Task prompt — Without any pictures, output the records exactly as they are.

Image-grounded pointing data

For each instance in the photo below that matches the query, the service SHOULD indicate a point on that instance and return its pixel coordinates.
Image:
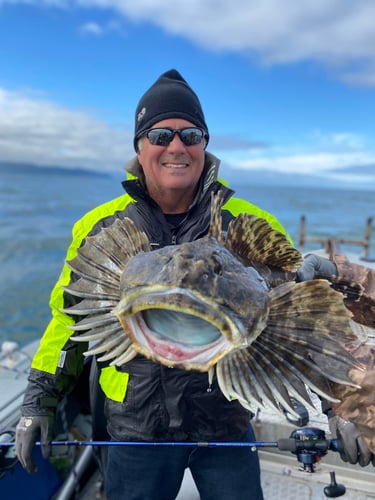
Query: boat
(74, 470)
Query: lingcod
(226, 302)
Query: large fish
(227, 301)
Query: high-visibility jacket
(144, 400)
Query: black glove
(351, 446)
(315, 266)
(28, 431)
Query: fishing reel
(309, 444)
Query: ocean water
(40, 206)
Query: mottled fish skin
(267, 336)
(357, 405)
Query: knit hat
(169, 97)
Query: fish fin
(99, 264)
(254, 239)
(104, 256)
(303, 345)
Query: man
(169, 198)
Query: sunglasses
(190, 136)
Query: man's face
(174, 167)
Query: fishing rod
(309, 444)
(306, 443)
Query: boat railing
(332, 244)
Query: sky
(287, 87)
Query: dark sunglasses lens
(191, 136)
(160, 136)
(163, 136)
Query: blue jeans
(156, 472)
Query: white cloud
(92, 28)
(39, 132)
(309, 163)
(336, 33)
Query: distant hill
(25, 169)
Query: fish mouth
(178, 327)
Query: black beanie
(169, 97)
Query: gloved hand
(28, 431)
(315, 266)
(351, 446)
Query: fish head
(189, 305)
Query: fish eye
(217, 267)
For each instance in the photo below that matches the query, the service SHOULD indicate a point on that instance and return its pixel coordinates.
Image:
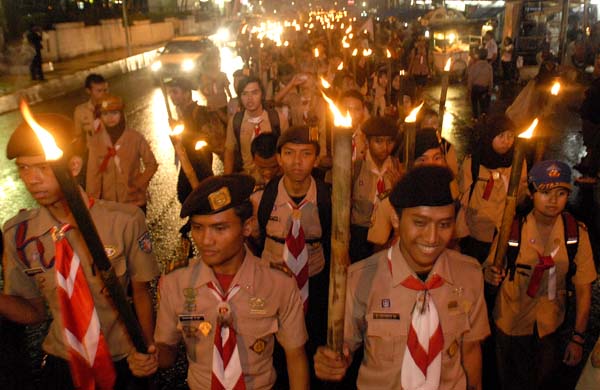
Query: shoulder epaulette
(281, 267)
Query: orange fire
(51, 150)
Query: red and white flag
(89, 357)
(295, 253)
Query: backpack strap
(571, 230)
(514, 243)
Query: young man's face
(39, 179)
(297, 160)
(503, 142)
(356, 109)
(178, 96)
(219, 238)
(380, 147)
(432, 156)
(110, 118)
(97, 91)
(252, 97)
(550, 203)
(424, 233)
(268, 168)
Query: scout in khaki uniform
(484, 185)
(417, 309)
(30, 257)
(530, 305)
(225, 305)
(116, 154)
(294, 218)
(372, 180)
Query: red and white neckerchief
(544, 263)
(422, 362)
(226, 365)
(89, 357)
(256, 122)
(295, 253)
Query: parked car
(183, 56)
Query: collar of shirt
(401, 270)
(244, 276)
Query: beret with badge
(427, 185)
(218, 193)
(549, 174)
(298, 135)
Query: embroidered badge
(145, 243)
(259, 346)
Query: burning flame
(448, 64)
(412, 117)
(200, 144)
(338, 119)
(529, 132)
(51, 150)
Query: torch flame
(200, 144)
(412, 117)
(338, 119)
(51, 150)
(529, 132)
(448, 64)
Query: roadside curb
(68, 83)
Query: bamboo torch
(410, 130)
(340, 228)
(85, 224)
(444, 91)
(510, 205)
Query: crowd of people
(427, 304)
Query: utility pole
(126, 27)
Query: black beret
(218, 193)
(24, 141)
(427, 185)
(379, 126)
(179, 82)
(426, 139)
(298, 135)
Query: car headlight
(156, 66)
(188, 65)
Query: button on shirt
(267, 304)
(378, 315)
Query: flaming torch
(340, 227)
(85, 224)
(510, 205)
(444, 91)
(410, 130)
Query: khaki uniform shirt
(268, 303)
(125, 181)
(478, 217)
(84, 119)
(246, 134)
(364, 188)
(515, 312)
(378, 315)
(128, 248)
(279, 224)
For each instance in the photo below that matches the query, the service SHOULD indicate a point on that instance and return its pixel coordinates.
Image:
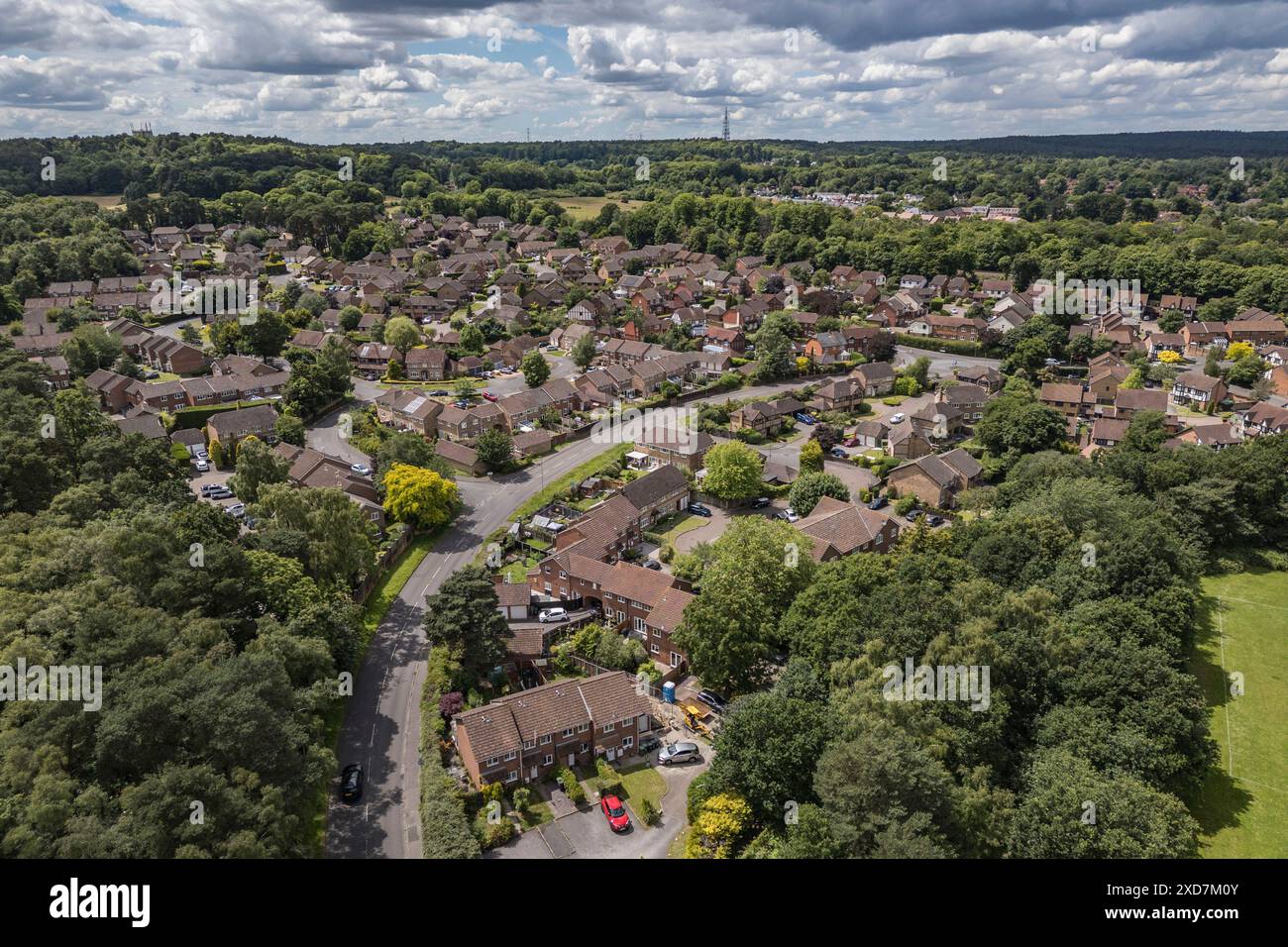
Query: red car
(616, 813)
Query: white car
(679, 753)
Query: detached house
(936, 479)
(232, 427)
(840, 528)
(764, 416)
(522, 737)
(1197, 390)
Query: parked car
(616, 813)
(351, 784)
(712, 699)
(679, 753)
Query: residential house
(764, 416)
(412, 411)
(231, 427)
(1197, 390)
(936, 479)
(522, 737)
(840, 528)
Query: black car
(712, 699)
(351, 784)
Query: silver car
(679, 753)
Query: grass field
(1243, 804)
(587, 208)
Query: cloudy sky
(475, 69)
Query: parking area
(585, 832)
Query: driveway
(585, 834)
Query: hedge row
(197, 416)
(443, 825)
(949, 346)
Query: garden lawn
(1243, 804)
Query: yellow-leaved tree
(419, 496)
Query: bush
(497, 832)
(609, 780)
(572, 789)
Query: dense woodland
(1091, 694)
(220, 656)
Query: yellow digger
(695, 719)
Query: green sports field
(1243, 805)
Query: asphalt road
(381, 728)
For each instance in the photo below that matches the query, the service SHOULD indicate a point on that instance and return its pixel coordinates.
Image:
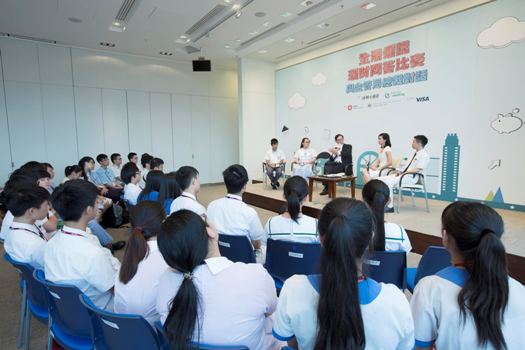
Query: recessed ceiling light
(368, 6)
(74, 20)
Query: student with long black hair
(196, 300)
(473, 304)
(169, 190)
(136, 285)
(387, 236)
(293, 224)
(152, 188)
(342, 308)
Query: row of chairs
(74, 322)
(287, 258)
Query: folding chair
(288, 258)
(236, 248)
(110, 330)
(433, 260)
(386, 267)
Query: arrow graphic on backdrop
(494, 164)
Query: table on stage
(332, 182)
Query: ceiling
(260, 31)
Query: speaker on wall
(201, 65)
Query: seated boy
(74, 255)
(130, 174)
(188, 179)
(230, 215)
(25, 240)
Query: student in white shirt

Output for this task —
For each instance in the photo below that matches the query, the service SHOULD indicate a point on that instance and return its pixel coordinates.
Image:
Query: boat
(74, 470)
Query: lingcod
(226, 302)
Query: large fish
(227, 301)
Query: high-visibility jacket
(144, 400)
Query: black glove
(351, 446)
(315, 266)
(28, 431)
Query: fishing reel
(309, 444)
Query: ocean water
(40, 206)
Query: mottled fish skin
(267, 336)
(357, 405)
Query: knit hat
(169, 97)
Query: fish fin
(99, 264)
(254, 239)
(104, 256)
(303, 345)
Query: man
(169, 198)
Query: sunglasses
(190, 136)
Query: man's face
(174, 167)
Query: fishing rod
(309, 444)
(306, 443)
Query: boat railing
(332, 244)
Query: sky
(287, 87)
Query: dark sunglasses lens
(191, 136)
(160, 136)
(163, 136)
Query: blue jeans
(156, 472)
Query: white cloud
(92, 28)
(39, 132)
(309, 163)
(336, 33)
Query: distant hill
(25, 169)
Query: fish mouth
(178, 327)
Query: black beanie
(169, 97)
Query: gloved hand
(28, 431)
(315, 266)
(351, 446)
Query: fish head
(189, 305)
Query: fish eye
(217, 267)
For each instance in the photo below that matches the query, the service SHOULD indicate a point on that instance and return its pixel coordinates.
Image:
Query: shoulder epaulette
(281, 267)
Query: orange fire
(51, 150)
Query: red and white flag
(89, 357)
(295, 253)
Query: backpack strap
(571, 230)
(514, 243)
Query: young man's face
(39, 179)
(297, 160)
(503, 142)
(356, 109)
(178, 96)
(219, 238)
(380, 147)
(432, 156)
(110, 118)
(97, 91)
(252, 97)
(550, 203)
(424, 233)
(268, 168)
Query: scout in khaki uniform
(484, 185)
(417, 309)
(30, 257)
(530, 305)
(225, 305)
(116, 154)
(294, 218)
(372, 180)
Query: red and white neckerchief
(544, 263)
(422, 362)
(226, 365)
(89, 357)
(256, 122)
(295, 253)
Query: parked car
(183, 56)
Query: collar of shirt
(401, 270)
(244, 276)
Query: beret with badge
(427, 185)
(218, 193)
(549, 174)
(298, 135)
Query: embroidered badge
(145, 243)
(259, 346)
Query: burning flame
(448, 64)
(412, 117)
(200, 144)
(338, 119)
(529, 132)
(51, 150)
Query: torch flame
(200, 144)
(412, 117)
(338, 119)
(51, 150)
(529, 132)
(448, 64)
Query: roadside curb
(68, 83)
Query: bamboo torch
(410, 130)
(340, 228)
(85, 224)
(444, 91)
(510, 205)
Query: crowd of people
(427, 304)
Query: utility pole
(126, 27)
Query: black beret
(218, 193)
(24, 141)
(427, 185)
(379, 126)
(179, 82)
(426, 139)
(298, 135)
Query: car headlight
(156, 66)
(188, 65)
Query: button on shirt
(267, 304)
(378, 315)
Query: flaming torch
(340, 227)
(85, 224)
(510, 205)
(444, 91)
(410, 130)
Query: khaki uniform shirt
(268, 303)
(125, 181)
(478, 217)
(84, 119)
(246, 134)
(364, 188)
(515, 312)
(378, 315)
(128, 248)
(279, 224)
For each instance in the photo below that matches the query, the service SHOULD indicate a point on that instance and return its pixel coordinates.
Image:
Query: red car
(616, 813)
Query: white car
(679, 753)
Query: detached house
(936, 479)
(232, 427)
(840, 528)
(764, 416)
(522, 737)
(1197, 390)
Query: parked car
(616, 813)
(351, 784)
(712, 699)
(679, 753)
Query: residential house
(764, 416)
(412, 411)
(231, 427)
(1197, 390)
(936, 479)
(522, 737)
(840, 528)
Query: black car
(712, 699)
(351, 784)
Query: silver car
(679, 753)
Query: grass field
(1243, 804)
(587, 208)
Query: cloudy sky
(475, 69)
Query: parking area
(585, 832)
Query: driveway
(585, 834)
Query: hedge row
(197, 416)
(443, 825)
(949, 346)
Query: garden lawn
(1243, 804)
Query: yellow-leaved tree
(419, 496)
Query: bush
(497, 832)
(609, 780)
(572, 789)
Query: dense woodland
(1091, 694)
(220, 656)
Query: yellow digger
(695, 719)
Query: green sports field
(1243, 805)
Query: asphalt road
(381, 728)
For each instance in the photo below that matches the query, the service SHOULD indicate a point on that instance and return its pixel coordinates.
Image:
Query: recessed ceiling light
(368, 6)
(74, 20)
Query: student with long black hair
(196, 300)
(473, 304)
(169, 190)
(136, 285)
(387, 236)
(293, 224)
(152, 188)
(342, 308)
Query: row of chairs
(74, 322)
(287, 258)
Query: folding chair
(288, 258)
(236, 248)
(110, 330)
(433, 260)
(386, 267)
Query: arrow graphic on backdrop
(494, 164)
Query: table on stage
(332, 182)
Query: ceiling
(260, 31)
Query: speaker on wall
(201, 65)
Query: seated boy
(74, 255)
(130, 174)
(188, 179)
(230, 215)
(25, 240)
Query: student in white shirt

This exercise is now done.